** Data for analysis follows **

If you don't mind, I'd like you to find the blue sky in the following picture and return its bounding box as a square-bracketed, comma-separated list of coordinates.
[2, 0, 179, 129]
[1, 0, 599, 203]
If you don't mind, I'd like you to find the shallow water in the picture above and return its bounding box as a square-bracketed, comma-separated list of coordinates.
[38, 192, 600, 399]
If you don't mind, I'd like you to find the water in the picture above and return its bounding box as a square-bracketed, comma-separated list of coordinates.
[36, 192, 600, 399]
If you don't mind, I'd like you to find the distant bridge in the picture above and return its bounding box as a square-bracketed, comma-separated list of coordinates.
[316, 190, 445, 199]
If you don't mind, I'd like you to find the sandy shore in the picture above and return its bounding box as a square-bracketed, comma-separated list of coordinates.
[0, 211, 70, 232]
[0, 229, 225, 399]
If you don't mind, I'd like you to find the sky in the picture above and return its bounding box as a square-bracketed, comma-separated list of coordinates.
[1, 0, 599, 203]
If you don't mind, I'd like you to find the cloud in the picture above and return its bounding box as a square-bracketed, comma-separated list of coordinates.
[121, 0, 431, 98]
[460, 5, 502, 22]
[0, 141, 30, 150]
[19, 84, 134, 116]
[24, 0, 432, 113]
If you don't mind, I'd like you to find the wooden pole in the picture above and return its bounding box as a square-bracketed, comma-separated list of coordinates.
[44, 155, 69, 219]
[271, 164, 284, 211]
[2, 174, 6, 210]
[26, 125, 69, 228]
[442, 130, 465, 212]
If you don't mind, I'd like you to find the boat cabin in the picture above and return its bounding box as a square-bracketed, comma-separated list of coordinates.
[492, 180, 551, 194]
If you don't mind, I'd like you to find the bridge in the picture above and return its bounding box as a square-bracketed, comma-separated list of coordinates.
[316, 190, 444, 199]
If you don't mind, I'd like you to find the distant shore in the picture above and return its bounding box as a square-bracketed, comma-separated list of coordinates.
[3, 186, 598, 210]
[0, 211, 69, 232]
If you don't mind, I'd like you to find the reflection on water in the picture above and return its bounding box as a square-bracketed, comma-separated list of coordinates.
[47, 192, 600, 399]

** End of Data for analysis **

**Task description:**
What you should do is return the records above exactly, leaving nothing out.

**The answer:**
If you don't mind, I'd like you to find the blue sky in the following picture and return its bounding box as a square-bracketed, comma-separated list of coordinates.
[2, 0, 179, 129]
[1, 0, 599, 203]
If you don't mind, I'd like you to find the shallow water in the picture above and return its bounding box as a square-bracketed, comma-separated list of coordinates.
[38, 192, 600, 399]
If you don't mind, I'd like you to find the water in the picture above and return its bounding box as a square-bracketed, comma-separated list of coordinates.
[36, 192, 600, 399]
If you don't mind, I'd like you to find the distant bridge in the picture above and return its bounding box as a square-bracketed, comma-separated list of coordinates.
[316, 190, 445, 199]
If you don't mind, I'd like you to find the sandy shore in the picture above and return its bounding box as a square-bracketed, comma-separated list of coordinates.
[0, 211, 70, 232]
[0, 229, 225, 399]
If you don't mind, I'd like you to find the sky in the picture above and return its bounding box as a square-bracketed, comma-separated list of coordinates.
[1, 0, 599, 203]
If you don't mind, I'd like you to find the cloud in the picture above and return its bounding box as a square-bracketed, comma-separated list of coordinates.
[121, 0, 431, 98]
[460, 5, 502, 22]
[0, 141, 30, 150]
[19, 84, 134, 116]
[24, 0, 432, 113]
If you don't mind, I'd like you to find the wooden pole in the picture above and return its bounding box as a square-bracketed, comma-separated list of coordinates.
[44, 155, 69, 219]
[271, 164, 284, 211]
[2, 174, 6, 210]
[26, 125, 69, 228]
[442, 130, 465, 212]
If you don't mind, I'd like you to find the boat cabin in the picture above and return its bounding box as a square-bracketed, comma-separated list of coordinates.
[492, 180, 551, 194]
If you don't mind, I'd like you to find the bridge in the picture above and return its bounding box as a square-bracketed, comma-separated list of coordinates.
[316, 190, 444, 199]
If you don't mind, I'd like you to find the distant shore in the picture above and return its bounding box as a square-bracketed, comma-separated list of coordinates.
[3, 186, 598, 210]
[0, 211, 69, 232]
If you don't mind, I'd like you to find the reflection on water in the picture above and return its bounding box as a square-bracketed, comma-separated list of coordinates.
[47, 192, 600, 399]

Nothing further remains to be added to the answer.